:: Data to examine
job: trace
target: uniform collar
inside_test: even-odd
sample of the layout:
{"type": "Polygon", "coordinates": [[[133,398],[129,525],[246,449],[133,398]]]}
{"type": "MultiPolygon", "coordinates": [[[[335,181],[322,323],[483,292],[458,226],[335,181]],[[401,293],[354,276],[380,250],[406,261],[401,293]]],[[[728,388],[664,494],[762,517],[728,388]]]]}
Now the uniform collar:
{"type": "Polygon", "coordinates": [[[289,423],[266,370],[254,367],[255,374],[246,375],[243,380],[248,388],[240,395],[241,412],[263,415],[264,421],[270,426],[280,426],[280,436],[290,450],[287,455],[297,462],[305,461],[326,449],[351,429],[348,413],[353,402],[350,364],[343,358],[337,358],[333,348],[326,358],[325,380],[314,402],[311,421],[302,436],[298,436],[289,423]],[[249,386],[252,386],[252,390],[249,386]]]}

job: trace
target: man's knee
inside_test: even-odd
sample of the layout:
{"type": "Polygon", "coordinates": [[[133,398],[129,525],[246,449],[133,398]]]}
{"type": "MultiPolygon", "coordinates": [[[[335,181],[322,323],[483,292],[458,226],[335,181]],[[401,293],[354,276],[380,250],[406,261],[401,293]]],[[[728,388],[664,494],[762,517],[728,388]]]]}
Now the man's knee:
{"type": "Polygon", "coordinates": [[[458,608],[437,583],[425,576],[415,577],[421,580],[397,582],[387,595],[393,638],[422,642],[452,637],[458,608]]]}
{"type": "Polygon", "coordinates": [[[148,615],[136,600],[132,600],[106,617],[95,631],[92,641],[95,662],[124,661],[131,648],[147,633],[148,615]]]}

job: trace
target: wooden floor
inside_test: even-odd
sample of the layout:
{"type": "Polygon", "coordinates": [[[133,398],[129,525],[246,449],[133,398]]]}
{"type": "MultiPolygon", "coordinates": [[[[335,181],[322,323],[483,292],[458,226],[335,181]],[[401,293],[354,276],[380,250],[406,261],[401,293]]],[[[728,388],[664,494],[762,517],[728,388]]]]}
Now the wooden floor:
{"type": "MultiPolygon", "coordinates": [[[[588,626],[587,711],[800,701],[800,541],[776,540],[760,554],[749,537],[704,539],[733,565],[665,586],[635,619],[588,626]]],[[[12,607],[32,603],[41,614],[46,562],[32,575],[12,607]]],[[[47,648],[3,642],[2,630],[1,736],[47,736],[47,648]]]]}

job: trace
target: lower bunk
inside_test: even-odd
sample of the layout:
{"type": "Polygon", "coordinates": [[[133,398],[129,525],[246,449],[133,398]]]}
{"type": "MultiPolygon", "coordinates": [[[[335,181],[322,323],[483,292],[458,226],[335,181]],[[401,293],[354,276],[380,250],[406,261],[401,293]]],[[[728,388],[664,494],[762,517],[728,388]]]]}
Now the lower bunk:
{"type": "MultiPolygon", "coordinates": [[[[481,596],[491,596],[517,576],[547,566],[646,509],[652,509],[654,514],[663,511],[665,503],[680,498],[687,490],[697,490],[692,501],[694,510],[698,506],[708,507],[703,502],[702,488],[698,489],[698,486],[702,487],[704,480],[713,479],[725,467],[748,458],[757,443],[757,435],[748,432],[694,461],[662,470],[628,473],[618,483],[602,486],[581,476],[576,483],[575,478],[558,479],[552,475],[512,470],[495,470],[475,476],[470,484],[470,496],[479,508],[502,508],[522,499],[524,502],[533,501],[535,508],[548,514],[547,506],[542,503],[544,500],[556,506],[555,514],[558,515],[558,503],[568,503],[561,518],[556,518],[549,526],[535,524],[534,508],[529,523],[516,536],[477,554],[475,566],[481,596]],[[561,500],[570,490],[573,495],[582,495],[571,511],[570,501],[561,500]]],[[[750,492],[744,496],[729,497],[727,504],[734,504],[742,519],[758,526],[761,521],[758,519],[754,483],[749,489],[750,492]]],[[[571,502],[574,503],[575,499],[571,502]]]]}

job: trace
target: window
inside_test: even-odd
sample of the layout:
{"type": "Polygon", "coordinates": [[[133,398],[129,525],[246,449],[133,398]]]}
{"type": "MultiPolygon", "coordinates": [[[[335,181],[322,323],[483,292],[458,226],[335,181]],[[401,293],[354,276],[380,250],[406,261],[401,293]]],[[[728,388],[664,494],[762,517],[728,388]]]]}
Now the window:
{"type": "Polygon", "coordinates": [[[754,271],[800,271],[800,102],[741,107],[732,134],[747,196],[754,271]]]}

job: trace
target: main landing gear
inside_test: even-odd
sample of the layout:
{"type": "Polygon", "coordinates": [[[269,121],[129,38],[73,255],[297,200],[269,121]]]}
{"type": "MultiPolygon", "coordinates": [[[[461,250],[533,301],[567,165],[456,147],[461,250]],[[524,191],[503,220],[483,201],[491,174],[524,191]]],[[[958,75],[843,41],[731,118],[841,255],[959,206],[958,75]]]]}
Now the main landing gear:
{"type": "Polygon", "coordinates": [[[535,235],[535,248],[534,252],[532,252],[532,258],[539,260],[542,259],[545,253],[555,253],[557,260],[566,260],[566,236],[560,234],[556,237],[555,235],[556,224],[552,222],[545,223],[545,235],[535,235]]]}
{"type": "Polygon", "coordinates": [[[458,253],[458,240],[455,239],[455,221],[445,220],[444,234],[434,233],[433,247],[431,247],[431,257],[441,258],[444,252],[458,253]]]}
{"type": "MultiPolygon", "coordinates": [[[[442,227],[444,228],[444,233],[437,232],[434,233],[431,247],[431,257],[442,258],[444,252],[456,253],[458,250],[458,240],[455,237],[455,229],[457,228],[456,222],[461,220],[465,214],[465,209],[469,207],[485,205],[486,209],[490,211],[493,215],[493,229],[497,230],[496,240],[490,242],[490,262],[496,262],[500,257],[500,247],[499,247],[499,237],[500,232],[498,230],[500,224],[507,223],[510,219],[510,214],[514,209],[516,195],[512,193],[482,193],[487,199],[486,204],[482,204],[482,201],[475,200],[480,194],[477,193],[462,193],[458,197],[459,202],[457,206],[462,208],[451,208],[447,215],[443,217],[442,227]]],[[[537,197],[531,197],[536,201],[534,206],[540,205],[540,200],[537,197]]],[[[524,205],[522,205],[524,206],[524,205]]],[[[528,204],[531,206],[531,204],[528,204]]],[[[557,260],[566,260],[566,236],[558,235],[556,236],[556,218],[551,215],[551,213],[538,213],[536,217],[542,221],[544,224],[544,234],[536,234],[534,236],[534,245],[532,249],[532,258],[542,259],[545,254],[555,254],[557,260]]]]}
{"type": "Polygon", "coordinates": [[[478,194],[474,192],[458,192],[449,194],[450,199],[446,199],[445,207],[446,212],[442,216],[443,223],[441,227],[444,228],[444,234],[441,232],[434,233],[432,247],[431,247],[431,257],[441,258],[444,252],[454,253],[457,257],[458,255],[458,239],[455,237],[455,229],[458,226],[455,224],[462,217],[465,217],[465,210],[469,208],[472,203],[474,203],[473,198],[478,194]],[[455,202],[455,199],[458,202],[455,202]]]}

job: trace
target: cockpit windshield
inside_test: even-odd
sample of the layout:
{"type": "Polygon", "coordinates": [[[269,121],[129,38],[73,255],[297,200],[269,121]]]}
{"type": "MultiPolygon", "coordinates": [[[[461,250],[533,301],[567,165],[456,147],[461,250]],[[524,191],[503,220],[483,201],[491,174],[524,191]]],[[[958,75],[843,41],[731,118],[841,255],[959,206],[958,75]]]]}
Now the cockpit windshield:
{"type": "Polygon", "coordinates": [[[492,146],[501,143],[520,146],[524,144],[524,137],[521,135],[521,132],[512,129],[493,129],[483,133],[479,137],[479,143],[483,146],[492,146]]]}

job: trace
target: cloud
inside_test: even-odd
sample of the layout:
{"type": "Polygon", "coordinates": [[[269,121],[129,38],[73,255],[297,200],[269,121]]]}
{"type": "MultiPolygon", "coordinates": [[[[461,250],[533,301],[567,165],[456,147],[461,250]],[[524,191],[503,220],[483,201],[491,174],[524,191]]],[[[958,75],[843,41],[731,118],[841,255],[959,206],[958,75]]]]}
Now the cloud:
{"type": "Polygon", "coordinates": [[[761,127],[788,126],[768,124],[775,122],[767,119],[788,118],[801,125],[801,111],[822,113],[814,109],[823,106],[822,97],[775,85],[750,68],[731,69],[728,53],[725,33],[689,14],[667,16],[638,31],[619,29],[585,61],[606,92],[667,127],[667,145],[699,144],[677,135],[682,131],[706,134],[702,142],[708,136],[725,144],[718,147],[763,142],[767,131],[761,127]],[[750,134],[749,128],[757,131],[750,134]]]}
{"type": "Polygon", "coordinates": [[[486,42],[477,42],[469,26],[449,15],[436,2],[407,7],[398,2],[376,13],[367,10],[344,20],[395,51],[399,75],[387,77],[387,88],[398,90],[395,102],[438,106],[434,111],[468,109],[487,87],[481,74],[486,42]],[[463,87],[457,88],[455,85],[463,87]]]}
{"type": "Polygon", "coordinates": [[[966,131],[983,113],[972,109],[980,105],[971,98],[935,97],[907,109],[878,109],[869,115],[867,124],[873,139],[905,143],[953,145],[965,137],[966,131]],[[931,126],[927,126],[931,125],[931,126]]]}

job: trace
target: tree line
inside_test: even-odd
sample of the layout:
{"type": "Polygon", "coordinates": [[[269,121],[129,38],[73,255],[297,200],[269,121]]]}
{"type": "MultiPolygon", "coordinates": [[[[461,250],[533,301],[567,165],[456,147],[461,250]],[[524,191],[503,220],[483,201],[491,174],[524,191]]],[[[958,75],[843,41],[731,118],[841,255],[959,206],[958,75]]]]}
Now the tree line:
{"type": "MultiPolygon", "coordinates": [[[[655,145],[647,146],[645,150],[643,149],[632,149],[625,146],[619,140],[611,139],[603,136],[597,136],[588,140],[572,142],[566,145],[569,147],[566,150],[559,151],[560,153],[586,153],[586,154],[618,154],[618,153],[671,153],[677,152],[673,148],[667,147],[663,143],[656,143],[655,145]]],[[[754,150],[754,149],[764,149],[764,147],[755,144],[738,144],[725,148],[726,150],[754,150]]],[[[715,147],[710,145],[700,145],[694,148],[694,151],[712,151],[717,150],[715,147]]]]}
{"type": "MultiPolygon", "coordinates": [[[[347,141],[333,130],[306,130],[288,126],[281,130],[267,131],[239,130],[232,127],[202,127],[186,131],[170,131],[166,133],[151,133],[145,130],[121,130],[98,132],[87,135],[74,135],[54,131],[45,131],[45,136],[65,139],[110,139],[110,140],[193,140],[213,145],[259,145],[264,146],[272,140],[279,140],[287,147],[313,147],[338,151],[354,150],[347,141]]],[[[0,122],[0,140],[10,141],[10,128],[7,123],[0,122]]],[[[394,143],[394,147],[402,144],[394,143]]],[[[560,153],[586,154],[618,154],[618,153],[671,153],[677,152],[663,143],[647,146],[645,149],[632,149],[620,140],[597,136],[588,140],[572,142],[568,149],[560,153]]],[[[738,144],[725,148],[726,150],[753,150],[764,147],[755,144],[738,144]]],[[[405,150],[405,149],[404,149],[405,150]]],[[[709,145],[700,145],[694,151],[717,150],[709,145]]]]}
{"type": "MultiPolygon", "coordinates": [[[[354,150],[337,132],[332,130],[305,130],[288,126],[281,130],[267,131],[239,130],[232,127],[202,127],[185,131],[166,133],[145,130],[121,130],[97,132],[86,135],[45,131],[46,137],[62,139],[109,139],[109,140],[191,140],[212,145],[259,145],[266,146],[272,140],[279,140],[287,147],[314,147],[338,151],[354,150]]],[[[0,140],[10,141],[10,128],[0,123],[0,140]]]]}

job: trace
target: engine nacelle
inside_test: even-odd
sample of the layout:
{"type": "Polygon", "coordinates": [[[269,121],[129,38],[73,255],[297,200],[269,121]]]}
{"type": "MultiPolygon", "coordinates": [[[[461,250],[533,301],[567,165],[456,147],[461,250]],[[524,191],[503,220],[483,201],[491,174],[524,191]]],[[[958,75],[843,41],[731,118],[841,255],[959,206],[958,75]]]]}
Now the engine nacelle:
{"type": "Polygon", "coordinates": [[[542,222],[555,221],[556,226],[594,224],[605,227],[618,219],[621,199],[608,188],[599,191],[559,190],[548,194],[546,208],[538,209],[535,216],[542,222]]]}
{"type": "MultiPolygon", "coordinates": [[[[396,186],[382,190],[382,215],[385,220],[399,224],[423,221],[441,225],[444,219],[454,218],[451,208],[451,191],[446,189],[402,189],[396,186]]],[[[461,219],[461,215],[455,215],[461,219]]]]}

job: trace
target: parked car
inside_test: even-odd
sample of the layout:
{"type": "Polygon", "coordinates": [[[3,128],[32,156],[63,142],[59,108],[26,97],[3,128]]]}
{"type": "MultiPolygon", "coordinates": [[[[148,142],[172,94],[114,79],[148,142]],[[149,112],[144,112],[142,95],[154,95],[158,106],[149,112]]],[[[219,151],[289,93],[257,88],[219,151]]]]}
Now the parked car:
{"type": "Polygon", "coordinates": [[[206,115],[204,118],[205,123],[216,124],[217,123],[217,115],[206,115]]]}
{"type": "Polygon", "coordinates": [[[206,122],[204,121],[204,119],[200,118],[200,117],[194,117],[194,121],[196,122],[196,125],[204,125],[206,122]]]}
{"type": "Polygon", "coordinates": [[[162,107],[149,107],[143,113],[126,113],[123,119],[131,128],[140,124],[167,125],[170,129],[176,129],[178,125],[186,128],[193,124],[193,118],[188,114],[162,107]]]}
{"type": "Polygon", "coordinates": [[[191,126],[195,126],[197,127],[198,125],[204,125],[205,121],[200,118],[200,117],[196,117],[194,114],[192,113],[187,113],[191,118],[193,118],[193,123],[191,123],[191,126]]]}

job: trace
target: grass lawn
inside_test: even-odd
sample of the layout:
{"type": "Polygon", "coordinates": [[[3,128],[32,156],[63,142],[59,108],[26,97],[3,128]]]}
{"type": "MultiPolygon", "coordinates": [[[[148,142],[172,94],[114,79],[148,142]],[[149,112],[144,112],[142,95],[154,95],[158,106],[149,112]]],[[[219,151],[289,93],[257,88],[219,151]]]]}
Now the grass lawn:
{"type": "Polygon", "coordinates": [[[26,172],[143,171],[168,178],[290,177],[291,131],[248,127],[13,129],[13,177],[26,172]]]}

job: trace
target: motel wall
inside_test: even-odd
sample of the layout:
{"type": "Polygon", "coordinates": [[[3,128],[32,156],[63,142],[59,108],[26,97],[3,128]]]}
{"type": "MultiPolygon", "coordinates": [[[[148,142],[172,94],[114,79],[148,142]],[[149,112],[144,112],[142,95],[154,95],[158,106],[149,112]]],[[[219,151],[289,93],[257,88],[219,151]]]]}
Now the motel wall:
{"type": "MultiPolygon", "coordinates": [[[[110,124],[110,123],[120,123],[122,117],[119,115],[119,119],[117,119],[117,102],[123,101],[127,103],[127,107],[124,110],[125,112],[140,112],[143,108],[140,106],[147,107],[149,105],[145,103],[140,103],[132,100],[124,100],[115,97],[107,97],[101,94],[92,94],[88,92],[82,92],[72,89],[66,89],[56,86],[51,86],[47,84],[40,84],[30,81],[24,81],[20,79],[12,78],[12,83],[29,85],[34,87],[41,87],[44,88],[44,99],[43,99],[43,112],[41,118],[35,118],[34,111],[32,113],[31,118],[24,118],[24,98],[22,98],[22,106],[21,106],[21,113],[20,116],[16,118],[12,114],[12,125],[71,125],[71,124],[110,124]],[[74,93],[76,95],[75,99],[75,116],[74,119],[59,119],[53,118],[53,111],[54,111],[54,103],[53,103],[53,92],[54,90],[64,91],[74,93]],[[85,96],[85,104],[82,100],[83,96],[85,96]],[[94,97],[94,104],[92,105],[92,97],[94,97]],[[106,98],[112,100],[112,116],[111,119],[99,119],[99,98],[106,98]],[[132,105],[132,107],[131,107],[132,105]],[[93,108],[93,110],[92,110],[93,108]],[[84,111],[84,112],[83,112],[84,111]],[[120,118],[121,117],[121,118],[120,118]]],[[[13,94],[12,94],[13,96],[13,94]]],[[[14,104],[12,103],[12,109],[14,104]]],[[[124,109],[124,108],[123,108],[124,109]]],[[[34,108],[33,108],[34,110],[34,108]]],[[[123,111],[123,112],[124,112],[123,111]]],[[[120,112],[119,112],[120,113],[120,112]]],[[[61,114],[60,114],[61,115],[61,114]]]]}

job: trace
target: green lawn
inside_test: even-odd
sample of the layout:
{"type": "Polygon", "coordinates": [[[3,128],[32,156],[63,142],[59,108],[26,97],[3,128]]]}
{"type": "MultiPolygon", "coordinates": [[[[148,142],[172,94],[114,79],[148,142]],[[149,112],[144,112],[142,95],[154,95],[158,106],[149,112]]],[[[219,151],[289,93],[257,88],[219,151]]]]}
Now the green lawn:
::::
Task brief >>
When the word "green" appears in a line of the listing, pull that line out.

Result >>
target: green lawn
Now the green lawn:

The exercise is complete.